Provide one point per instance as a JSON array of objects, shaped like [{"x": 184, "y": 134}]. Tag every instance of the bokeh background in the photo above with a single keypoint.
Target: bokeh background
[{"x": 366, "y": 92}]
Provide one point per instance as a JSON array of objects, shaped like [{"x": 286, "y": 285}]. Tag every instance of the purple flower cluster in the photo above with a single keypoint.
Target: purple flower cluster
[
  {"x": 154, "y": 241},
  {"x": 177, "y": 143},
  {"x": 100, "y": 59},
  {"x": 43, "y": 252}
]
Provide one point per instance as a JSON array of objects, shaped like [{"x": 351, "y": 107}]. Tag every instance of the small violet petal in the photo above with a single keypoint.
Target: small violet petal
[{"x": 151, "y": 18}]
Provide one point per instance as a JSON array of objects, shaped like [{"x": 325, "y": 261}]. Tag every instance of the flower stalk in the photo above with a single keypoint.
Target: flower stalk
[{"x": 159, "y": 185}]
+++
* Stated exercise:
Output the lines above as a JSON list of strings, with one string per line and any blank lines omitted.

* The answer:
[
  "Provide one point per instance as a JSON array of objects, shaped like [{\"x\": 184, \"y\": 134}]. Tag every instance of the bokeh background in the photo above with a single keypoint.",
  "Target: bokeh background",
  "[{\"x\": 366, \"y\": 92}]",
  "Provide one point per instance as a JSON array of objects, shaped like [{\"x\": 286, \"y\": 285}]. Tag every instance of the purple flower cluster in the photo above with a single keypoint.",
  "Target: purple flower cluster",
  "[",
  "  {\"x\": 154, \"y\": 241},",
  "  {\"x\": 177, \"y\": 143},",
  "  {\"x\": 100, \"y\": 59},",
  "  {\"x\": 43, \"y\": 252}",
  "]",
  "Provide one point per instance as a JSON array of objects, shaped like [{\"x\": 351, \"y\": 107}]. Tag every instance of the small violet petal in the photo above with a single keypoint.",
  "Target: small violet petal",
  "[{\"x\": 151, \"y\": 18}]",
  "Provide one point per instance as a JSON array of objects, shaped like [{\"x\": 325, \"y\": 261}]. Tag every instance of the flower stalk in the photo above with a single keypoint.",
  "Target: flower stalk",
  "[{\"x\": 159, \"y\": 185}]"
]